▶ _Your objective_
From the records, return each line that has the word "trunk" in it.
====================
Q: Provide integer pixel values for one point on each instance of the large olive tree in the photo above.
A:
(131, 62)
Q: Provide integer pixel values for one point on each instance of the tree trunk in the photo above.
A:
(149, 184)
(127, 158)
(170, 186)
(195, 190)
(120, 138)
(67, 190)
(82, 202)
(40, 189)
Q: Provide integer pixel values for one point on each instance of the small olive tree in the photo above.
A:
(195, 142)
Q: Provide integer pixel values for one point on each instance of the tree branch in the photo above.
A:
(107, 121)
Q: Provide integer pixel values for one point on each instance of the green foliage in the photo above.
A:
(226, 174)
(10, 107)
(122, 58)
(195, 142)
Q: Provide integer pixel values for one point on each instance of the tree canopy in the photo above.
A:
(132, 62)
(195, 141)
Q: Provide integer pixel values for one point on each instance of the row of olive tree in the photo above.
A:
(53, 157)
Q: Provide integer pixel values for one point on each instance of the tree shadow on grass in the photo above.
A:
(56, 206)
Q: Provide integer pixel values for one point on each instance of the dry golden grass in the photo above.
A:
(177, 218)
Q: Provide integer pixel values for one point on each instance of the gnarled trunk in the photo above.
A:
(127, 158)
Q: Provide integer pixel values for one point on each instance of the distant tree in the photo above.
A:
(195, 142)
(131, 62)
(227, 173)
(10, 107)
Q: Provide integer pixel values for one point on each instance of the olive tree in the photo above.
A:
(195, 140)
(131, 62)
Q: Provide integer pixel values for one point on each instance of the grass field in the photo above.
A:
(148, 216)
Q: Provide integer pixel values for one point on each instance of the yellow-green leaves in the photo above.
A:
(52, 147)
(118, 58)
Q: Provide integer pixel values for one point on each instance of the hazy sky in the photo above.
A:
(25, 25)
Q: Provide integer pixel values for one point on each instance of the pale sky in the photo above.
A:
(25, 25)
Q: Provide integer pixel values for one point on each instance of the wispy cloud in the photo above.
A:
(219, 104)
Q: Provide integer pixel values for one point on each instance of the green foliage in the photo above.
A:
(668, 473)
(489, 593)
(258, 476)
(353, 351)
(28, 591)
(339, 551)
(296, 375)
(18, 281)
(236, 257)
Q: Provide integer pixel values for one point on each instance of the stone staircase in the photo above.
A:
====================
▶ _Result for this task_
Q: Provide integer pixel values for one point on each instance of the tree trunk in the photo above.
Q: Provide integer pixel values for one point on each instance of the gnarled trunk in the photo above.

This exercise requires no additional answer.